▼

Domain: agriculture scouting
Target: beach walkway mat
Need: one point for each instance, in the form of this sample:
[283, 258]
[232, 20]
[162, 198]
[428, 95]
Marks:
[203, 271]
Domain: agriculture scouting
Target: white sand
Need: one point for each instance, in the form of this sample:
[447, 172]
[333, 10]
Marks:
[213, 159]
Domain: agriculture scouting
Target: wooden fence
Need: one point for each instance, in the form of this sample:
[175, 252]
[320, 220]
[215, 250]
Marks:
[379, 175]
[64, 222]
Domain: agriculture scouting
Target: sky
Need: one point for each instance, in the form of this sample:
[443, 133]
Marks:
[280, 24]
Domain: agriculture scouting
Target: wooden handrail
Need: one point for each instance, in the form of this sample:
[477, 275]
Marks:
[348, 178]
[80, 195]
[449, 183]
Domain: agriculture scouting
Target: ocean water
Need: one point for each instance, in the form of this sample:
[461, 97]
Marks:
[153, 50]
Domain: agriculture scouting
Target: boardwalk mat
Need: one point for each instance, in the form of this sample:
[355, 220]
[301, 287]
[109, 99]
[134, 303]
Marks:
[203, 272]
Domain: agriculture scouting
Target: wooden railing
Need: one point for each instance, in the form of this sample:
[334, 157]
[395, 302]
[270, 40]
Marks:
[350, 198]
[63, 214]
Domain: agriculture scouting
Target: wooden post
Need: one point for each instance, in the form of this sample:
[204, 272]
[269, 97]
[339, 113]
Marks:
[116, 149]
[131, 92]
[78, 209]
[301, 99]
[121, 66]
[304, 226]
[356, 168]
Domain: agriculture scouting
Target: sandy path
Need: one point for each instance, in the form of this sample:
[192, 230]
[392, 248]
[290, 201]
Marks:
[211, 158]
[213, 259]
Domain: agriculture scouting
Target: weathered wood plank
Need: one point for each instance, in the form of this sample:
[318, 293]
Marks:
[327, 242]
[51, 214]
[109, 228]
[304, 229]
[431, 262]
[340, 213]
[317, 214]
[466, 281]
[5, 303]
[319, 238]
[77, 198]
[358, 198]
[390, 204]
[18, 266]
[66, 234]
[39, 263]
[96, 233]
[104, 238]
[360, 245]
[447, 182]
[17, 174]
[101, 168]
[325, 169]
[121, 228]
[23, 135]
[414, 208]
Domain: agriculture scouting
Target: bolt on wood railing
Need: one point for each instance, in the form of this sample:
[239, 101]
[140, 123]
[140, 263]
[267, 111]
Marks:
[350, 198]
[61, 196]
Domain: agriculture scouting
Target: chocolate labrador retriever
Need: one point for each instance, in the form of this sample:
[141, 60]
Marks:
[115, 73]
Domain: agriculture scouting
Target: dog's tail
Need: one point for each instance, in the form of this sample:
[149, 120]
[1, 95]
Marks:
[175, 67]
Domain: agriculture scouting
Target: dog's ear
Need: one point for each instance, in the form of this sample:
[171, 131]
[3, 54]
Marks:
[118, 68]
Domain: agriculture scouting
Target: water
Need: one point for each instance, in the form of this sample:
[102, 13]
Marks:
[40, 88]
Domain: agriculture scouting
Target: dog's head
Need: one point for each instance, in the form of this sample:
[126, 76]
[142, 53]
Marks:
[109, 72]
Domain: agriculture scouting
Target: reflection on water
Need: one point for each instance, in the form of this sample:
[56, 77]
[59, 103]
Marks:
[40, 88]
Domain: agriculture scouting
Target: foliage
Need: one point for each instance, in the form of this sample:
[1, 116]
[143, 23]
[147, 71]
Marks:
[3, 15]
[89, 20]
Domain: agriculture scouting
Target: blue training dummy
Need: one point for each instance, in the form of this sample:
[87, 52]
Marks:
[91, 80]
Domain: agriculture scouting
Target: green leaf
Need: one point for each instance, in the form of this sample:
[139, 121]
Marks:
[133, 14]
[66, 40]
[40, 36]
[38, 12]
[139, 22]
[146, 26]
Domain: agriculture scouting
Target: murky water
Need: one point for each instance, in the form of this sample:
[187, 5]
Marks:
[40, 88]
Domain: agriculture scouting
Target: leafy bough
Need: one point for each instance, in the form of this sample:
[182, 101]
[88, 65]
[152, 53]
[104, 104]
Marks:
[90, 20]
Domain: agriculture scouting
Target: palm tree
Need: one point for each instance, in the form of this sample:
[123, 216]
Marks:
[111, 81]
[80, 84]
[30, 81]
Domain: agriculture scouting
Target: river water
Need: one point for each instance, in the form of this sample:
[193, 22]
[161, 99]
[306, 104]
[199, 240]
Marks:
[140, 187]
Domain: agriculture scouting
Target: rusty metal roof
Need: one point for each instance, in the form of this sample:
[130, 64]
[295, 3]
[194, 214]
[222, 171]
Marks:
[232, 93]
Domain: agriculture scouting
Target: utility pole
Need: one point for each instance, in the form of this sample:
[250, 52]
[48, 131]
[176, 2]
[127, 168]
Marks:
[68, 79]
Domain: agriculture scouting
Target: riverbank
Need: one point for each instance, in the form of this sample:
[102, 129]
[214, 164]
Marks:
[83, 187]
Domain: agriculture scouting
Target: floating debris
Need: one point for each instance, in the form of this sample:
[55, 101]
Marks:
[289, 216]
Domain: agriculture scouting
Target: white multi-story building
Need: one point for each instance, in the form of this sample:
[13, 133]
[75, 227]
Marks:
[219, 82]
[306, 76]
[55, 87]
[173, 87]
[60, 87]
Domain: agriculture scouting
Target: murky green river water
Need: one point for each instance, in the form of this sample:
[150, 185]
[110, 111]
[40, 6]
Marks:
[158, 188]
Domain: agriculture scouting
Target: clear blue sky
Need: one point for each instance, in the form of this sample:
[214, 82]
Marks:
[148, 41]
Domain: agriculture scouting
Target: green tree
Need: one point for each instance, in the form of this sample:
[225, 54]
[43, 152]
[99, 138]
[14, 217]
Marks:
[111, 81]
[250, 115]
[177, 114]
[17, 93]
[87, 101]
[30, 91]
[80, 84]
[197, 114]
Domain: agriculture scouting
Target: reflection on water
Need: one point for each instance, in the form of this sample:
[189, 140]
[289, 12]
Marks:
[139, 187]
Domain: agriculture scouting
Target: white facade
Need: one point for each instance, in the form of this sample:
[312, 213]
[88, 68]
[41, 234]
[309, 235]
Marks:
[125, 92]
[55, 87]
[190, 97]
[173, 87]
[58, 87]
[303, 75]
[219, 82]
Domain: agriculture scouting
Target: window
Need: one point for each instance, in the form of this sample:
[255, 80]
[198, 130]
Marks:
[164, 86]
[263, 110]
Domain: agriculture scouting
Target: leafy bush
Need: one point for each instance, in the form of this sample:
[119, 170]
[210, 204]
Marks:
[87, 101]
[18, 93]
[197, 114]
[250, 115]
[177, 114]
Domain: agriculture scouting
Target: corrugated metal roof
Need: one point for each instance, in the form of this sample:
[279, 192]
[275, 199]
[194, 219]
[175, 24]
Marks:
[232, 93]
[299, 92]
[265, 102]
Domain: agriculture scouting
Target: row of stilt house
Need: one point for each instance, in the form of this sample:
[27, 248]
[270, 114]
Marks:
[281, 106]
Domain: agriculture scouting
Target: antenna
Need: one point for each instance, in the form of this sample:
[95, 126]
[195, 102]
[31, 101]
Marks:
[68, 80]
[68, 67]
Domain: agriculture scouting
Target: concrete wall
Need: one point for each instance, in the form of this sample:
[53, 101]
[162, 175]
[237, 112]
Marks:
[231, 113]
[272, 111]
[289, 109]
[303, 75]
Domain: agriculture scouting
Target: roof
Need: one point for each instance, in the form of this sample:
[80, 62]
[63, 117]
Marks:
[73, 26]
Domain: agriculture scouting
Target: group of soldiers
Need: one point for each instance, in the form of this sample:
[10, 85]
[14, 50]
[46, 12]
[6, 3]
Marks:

▲

__Goal__: Write out all of the records once more, exactly.

__Correct output__:
Domain: agriculture scouting
Target: beach walkway mat
Need: one point for each instance, in the form of this sample:
[283, 258]
[232, 20]
[162, 198]
[428, 95]
Marks:
[203, 271]
Domain: agriculture scouting
Target: white sand
Need: one point for each instance, in the form of this sample:
[447, 172]
[333, 10]
Marks:
[213, 159]
Domain: agriculture scouting
Target: wooden fence
Need: one point for each instance, in the form of this sample:
[175, 252]
[320, 220]
[215, 250]
Marks:
[379, 175]
[64, 222]
Domain: agriculture scouting
Target: sky
Need: one point for each instance, in the form of this sample:
[443, 133]
Marks:
[280, 24]
Domain: agriculture scouting
Target: wooden handrail
Need: one point for each instance, in the form of this sample:
[477, 275]
Marks:
[348, 178]
[80, 195]
[449, 183]
Domain: agriculture scouting
Target: ocean water
Need: one point for each instance, in the form of this sample:
[461, 97]
Marks:
[153, 50]
Domain: agriculture scouting
Target: boardwalk mat
Need: one point for each instance, in the form of this sample:
[355, 220]
[301, 287]
[109, 99]
[134, 303]
Marks:
[203, 272]
Domain: agriculture scouting
Target: wooden railing
Need: one point for each instance, in the form of this sample:
[334, 157]
[395, 302]
[270, 40]
Marks:
[350, 198]
[63, 214]
Domain: agriculture scouting
Target: wooden post
Need: one point for each instance, in the form of this sample:
[204, 272]
[269, 97]
[339, 113]
Marks:
[116, 149]
[131, 92]
[78, 209]
[301, 99]
[121, 66]
[304, 226]
[356, 168]
Domain: agriculture scouting
Target: sandy path
Need: one point for each instance, in the form of this sample:
[192, 230]
[392, 248]
[290, 201]
Marks:
[211, 158]
[213, 259]
Domain: agriculture scouting
Target: weathered wood plank
Need: one point for each instance, in the form of this sample:
[318, 293]
Marks:
[327, 242]
[51, 214]
[109, 228]
[304, 229]
[431, 262]
[340, 213]
[317, 214]
[466, 281]
[5, 303]
[319, 238]
[77, 198]
[358, 198]
[390, 204]
[18, 266]
[66, 234]
[39, 263]
[96, 233]
[104, 238]
[360, 245]
[447, 182]
[17, 174]
[101, 168]
[325, 169]
[121, 228]
[23, 135]
[414, 208]
Domain: agriculture scouting
Target: bolt on wood railing
Need: one point for each instance, in the form of this sample:
[239, 101]
[140, 123]
[140, 263]
[267, 111]
Marks:
[350, 198]
[61, 196]
Domain: agriculture scouting
Target: chocolate labrador retriever
Need: one point for each instance, in the form of this sample:
[141, 60]
Marks:
[115, 73]
Domain: agriculture scouting
Target: dog's tail
Need: one point for each instance, in the form of this sample:
[149, 120]
[1, 95]
Marks:
[175, 67]
Domain: agriculture scouting
Target: dog's ear
Need: one point for each instance, in the form of this sample:
[171, 131]
[3, 54]
Marks:
[118, 68]
Domain: agriculture scouting
Target: water
Need: one point for each instance, in the form of this sample:
[102, 13]
Marks:
[40, 88]
Domain: agriculture scouting
Target: dog's head
Need: one point for each instance, in the form of this sample:
[126, 76]
[142, 53]
Marks:
[109, 72]
Domain: agriculture scouting
Target: reflection on water
Need: one point for each instance, in the form of this sample:
[56, 77]
[59, 103]
Marks:
[40, 88]
Domain: agriculture scouting
Target: foliage
Need: one point for each instance, in the form of this sample:
[1, 116]
[143, 23]
[147, 71]
Marks:
[3, 15]
[89, 20]
Domain: agriculture scouting
Target: blue training dummy
Need: one point for each instance, in the form of this sample:
[87, 52]
Marks:
[91, 80]
Domain: agriculture scouting
Target: green leaf
Need: one point for each instance, in the form of this sample:
[139, 121]
Marks:
[133, 14]
[66, 40]
[40, 36]
[38, 12]
[139, 22]
[146, 26]
Domain: agriculture scouting
Target: murky water
Need: one point for each instance, in the form of this sample:
[187, 5]
Marks:
[40, 88]
Domain: agriculture scouting
Target: leafy bough
Need: one point for each instance, in the form of this sample:
[182, 101]
[88, 65]
[152, 53]
[104, 104]
Marks:
[90, 20]
Domain: agriculture scouting
Target: palm tree
Need: one point for each instance, in the form of this sample:
[123, 216]
Marks:
[111, 81]
[80, 84]
[30, 81]
Domain: agriculture scouting
Target: river water
Need: one point for each instance, in the form of this sample:
[193, 22]
[161, 99]
[306, 104]
[199, 240]
Marks:
[140, 187]
Domain: agriculture scouting
Target: rusty metal roof
Need: one point for each instance, in the form of this sample:
[130, 64]
[295, 3]
[194, 214]
[222, 171]
Marks:
[232, 93]
Domain: agriculture scouting
Target: utility pole
Need: one point for each instance, in the form of this sample:
[250, 52]
[48, 131]
[176, 2]
[127, 168]
Marks:
[68, 79]
Domain: agriculture scouting
Target: riverbank
Need: one point for each instance, in the form of this sample:
[102, 129]
[214, 164]
Marks:
[83, 187]
Domain: agriculture scouting
Target: floating debris
Need: one point for each instance, in the form of this sample:
[55, 101]
Marks:
[289, 216]
Domain: agriculture scouting
Target: white multi-story building
Need: one point for each instance, in the form of this sample:
[13, 133]
[75, 227]
Marks:
[219, 82]
[306, 76]
[55, 87]
[173, 87]
[60, 87]
Domain: agriculture scouting
Target: murky green river water
Need: one point for each instance, in the form of this sample:
[150, 185]
[110, 111]
[40, 6]
Marks:
[158, 188]
Domain: agriculture scouting
Target: clear blue sky
Need: one point for each instance, in the form of this sample:
[214, 82]
Marks:
[148, 41]
Domain: agriculture scouting
Target: green tree
Need: one point for each instance, in the form of this sample:
[225, 54]
[43, 152]
[99, 138]
[14, 217]
Marks:
[111, 81]
[250, 115]
[177, 114]
[17, 93]
[87, 101]
[30, 91]
[80, 84]
[197, 114]
Domain: agriculture scouting
Target: reflection on water
Need: one point for each instance, in the form of this sample:
[189, 140]
[289, 12]
Marks:
[139, 187]
Domain: agriculture scouting
Target: white facade
Need: one point for each instance, in the form of this sample:
[312, 213]
[88, 68]
[41, 234]
[309, 235]
Marks:
[125, 92]
[55, 87]
[190, 97]
[173, 87]
[58, 87]
[303, 75]
[219, 82]
Domain: agriculture scouting
Target: window
Need: one point for each instance, in the form of this sample:
[255, 80]
[198, 130]
Marks:
[164, 86]
[263, 110]
Domain: agriculture scouting
Target: leafy bush
Need: one point for each instance, in the form of this sample:
[119, 170]
[210, 204]
Marks:
[87, 101]
[18, 93]
[197, 114]
[250, 115]
[177, 114]
Domain: agriculture scouting
Target: corrugated metal roof
Need: one point for each instance, in the form of this sample:
[279, 192]
[275, 199]
[194, 219]
[175, 24]
Marks:
[232, 93]
[299, 92]
[265, 102]
Domain: agriculture scouting
Target: row of stilt house
Need: one point for each instance, in the form of this sample:
[27, 248]
[270, 114]
Marks:
[281, 106]
Domain: agriculture scouting
Target: antenna
Need: one point for each instance, in the form of this sample:
[95, 126]
[195, 102]
[31, 101]
Marks:
[68, 80]
[68, 67]
Domain: agriculture scouting
Target: concrete wall
Need: one point for each instance, in the form of this sample:
[53, 101]
[162, 175]
[237, 112]
Marks:
[231, 113]
[272, 111]
[289, 109]
[303, 75]
Domain: agriculture scouting
Target: roof
Need: one point for each instance, in the form of this sample:
[80, 62]
[63, 117]
Marks:
[73, 26]
Domain: agriculture scouting
Target: group of soldiers
Need: one point for each instance, in the form of this sample:
[10, 85]
[14, 50]
[46, 12]
[6, 3]
Marks:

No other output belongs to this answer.